→ **Required work**
Please reproduce every line of the records below word for word, leaving out the pictures.

→ **Data supplied**
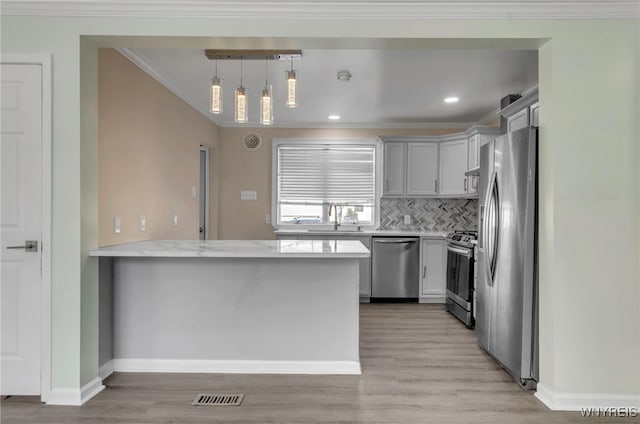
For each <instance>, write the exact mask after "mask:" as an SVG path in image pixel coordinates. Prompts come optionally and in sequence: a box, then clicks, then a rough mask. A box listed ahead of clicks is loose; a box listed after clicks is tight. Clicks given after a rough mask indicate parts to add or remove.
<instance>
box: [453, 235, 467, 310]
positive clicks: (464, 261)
mask: <svg viewBox="0 0 640 424" xmlns="http://www.w3.org/2000/svg"><path fill="white" fill-rule="evenodd" d="M447 297H449V298H451V300H453V301H454V302H456V303H457V304H458V305H460V306H461V307H463V308H464V309H466V310H468V311H470V310H471V304H472V302H473V248H467V247H461V246H457V245H454V244H451V243H448V242H447Z"/></svg>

→ **Result below**
For each <instance>, write the exact mask after "mask:" as an SVG path in image pixel coordinates. Prompts come optionally and in sequence: a box, then clicks, then a rough mask. A box listed ahead of clicks is loose; a box listed after clicks is tight. Clicks given after a rough mask indicate parts to add or remove.
<instance>
box: [453, 235, 467, 310]
positive clicks: (464, 261)
mask: <svg viewBox="0 0 640 424" xmlns="http://www.w3.org/2000/svg"><path fill="white" fill-rule="evenodd" d="M447 297H449V298H451V300H453V301H454V302H456V303H457V304H458V305H460V306H461V307H463V308H464V309H466V310H468V311H470V310H471V304H472V302H473V248H467V247H461V246H457V245H454V244H451V243H448V242H447Z"/></svg>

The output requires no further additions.